Work item: Return the records that follow, unchanged and complete.

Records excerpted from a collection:
Start of Block

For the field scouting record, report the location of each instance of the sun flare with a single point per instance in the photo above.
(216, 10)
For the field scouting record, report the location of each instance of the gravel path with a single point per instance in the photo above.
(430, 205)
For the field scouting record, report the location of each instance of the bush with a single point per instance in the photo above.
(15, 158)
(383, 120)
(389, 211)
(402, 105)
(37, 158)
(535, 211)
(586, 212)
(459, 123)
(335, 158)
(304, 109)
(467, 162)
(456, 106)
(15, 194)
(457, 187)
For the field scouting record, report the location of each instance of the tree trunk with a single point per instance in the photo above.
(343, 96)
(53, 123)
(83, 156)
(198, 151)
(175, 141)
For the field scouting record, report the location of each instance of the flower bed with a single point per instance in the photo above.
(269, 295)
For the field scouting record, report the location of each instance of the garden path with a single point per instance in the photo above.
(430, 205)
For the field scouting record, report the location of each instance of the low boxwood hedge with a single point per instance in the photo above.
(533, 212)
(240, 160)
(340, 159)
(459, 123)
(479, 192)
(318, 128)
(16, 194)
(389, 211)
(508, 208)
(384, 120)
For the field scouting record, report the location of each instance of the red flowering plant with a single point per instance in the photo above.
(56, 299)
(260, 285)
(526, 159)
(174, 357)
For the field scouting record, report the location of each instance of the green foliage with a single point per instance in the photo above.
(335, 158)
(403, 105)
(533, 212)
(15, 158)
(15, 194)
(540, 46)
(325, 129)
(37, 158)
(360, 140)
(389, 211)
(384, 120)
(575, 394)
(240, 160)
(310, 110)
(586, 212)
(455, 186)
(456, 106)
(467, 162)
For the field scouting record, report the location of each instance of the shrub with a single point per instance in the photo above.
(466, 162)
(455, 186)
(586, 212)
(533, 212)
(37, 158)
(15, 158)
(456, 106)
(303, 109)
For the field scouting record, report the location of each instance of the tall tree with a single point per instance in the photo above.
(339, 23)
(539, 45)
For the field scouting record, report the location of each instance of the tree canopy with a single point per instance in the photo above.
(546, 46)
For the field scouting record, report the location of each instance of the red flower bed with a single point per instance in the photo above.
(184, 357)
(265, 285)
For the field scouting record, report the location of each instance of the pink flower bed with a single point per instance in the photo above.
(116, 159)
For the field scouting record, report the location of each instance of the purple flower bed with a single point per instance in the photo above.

End of Block

Exercise result:
For the field scouting record, report the location of each instance of the sun flare with a single point per instance in the photo above.
(216, 10)
For the field scouting record, report the location of each instance of the gravel path with a single point per instance in the photo above.
(430, 205)
For the field scouting record, report the location of each instance of the bush with a single point per instance in the photo above.
(15, 158)
(383, 120)
(389, 211)
(402, 105)
(37, 158)
(535, 211)
(586, 212)
(459, 123)
(335, 158)
(304, 109)
(467, 162)
(456, 106)
(15, 194)
(457, 187)
For the field scouting record, report the location of each instance of the tree trunk with a single point per instance in the photo above.
(343, 96)
(53, 123)
(83, 156)
(198, 151)
(175, 141)
For the field scouting record, report the location of each instance of the flower bed with a single point per instance in the photo above.
(269, 295)
For the field scouting record, report the location of each instance of the garden path with a single point per instance in the photo above.
(430, 205)
For the field scouting record, report the location of each instance of the low boxwood hedge with a single point per instance in the photo above.
(533, 212)
(240, 160)
(340, 159)
(459, 123)
(479, 192)
(318, 128)
(16, 194)
(389, 211)
(508, 208)
(384, 120)
For the field scouting record, report the location of each instance of the red flowering plant with a single point per instance in the photo above.
(56, 299)
(260, 285)
(526, 159)
(174, 357)
For the field scouting record, report the location of each instance of the green foliage with a single point per instance in the photo above.
(335, 158)
(403, 105)
(533, 212)
(15, 158)
(15, 194)
(540, 46)
(325, 129)
(37, 158)
(360, 140)
(389, 211)
(384, 120)
(575, 394)
(240, 160)
(310, 110)
(586, 212)
(455, 186)
(456, 106)
(467, 162)
For the field scouting record, report the location of each instance of the shrub with a single point per instance in the photo above.
(466, 162)
(455, 186)
(586, 212)
(533, 212)
(37, 158)
(15, 158)
(456, 106)
(303, 109)
For the field scouting record, report the location of each instance of the tall tree with a single point per instance in the photo above.
(339, 23)
(539, 45)
For the field scouting record, report the location of each instance of the tree canopy with a single point per instance in the photo above.
(546, 46)
For the field scouting record, report the location of each instance of the red flower bed with a single point per instance in the photo above.
(184, 357)
(265, 285)
For the field scouting record, report the location of each instance of the pink flower bed with a single point per instance in the photo above.
(116, 159)
For the field scouting record, report the location of each instance of the purple flower bed with a single point per instance in the photo above.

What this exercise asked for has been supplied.